- _Excerpt to read_:
● ● ●
So, it's an odd little fact the jackknife estimate of the bias for the median is
always zero when the number of observations is even.
So, the medians an example where the jackknife isn't that good of a thing to
do. In general, if your function of the data, a nice smooth function,
The estimate that you're getting is a nice smooth function of the data, then the
jackknife will work fine. But, if it's not, then it tends to work pretty poorly.
In that, there was a very well known paper by Efron, the inventor of the bootstrap
that illustrated this quite starkly. And the jackknife has been shown to be a
linear approximation of the bootstrap. So, if you're in some setting where it's
going to be difficult to program off the bootstrap, then doing a jackknife, which
is a pretty simple thing to do, is a handy little tool to use.
And then, just to remind you, you know, don't use the jackknife for sample
quantiles. It's a handy procedure and it works in a
lot of settings, but maybe not for sample quantiles, like the median, as it's been
shown to have some poor properties. And what could you possibly use then?
● ● ●
- _Description of the task_: From the passage on the jackknife above, extract everything from "So, it's an" down to "work pretty poorly.".

- _Point-based annotation data_:
● ● ●
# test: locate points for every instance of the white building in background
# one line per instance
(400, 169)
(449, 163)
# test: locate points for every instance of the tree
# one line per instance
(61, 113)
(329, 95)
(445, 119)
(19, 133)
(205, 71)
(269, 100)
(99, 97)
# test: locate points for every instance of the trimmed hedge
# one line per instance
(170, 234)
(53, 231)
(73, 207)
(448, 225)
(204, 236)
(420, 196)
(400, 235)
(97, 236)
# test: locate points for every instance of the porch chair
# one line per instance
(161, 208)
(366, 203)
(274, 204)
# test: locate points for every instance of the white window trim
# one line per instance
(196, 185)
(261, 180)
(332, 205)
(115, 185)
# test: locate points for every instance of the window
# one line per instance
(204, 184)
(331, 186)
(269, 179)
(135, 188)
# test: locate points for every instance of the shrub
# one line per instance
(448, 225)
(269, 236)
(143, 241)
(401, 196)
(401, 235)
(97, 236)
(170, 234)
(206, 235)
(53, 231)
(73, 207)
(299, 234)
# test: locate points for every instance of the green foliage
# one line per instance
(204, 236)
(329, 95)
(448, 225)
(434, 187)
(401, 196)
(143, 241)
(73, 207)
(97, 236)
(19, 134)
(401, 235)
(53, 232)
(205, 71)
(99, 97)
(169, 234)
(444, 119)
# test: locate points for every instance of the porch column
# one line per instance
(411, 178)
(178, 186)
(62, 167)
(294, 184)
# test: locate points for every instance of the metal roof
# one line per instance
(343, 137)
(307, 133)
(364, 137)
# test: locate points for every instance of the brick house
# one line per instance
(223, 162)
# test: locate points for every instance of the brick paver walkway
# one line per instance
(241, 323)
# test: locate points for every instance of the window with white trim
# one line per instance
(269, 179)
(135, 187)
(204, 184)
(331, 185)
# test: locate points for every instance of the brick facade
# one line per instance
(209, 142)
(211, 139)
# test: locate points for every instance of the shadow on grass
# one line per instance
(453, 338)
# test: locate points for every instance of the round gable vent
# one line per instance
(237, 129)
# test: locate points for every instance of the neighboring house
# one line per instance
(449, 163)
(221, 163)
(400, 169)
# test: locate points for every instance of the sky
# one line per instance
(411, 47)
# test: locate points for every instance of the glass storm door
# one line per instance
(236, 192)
● ● ●
- _Result below_:
So, it's an odd little fact the jackknife estimate of the bias for the median is
always zero when the number of observations is even.
So, the medians an example where the jackknife isn't that good of a thing to
do. In general, if your function of the data, a nice smooth function,
The estimate that you're getting is a nice smooth function of the data, then the
jackknife will work fine. But, if it's not, then it tends to work pretty poorly.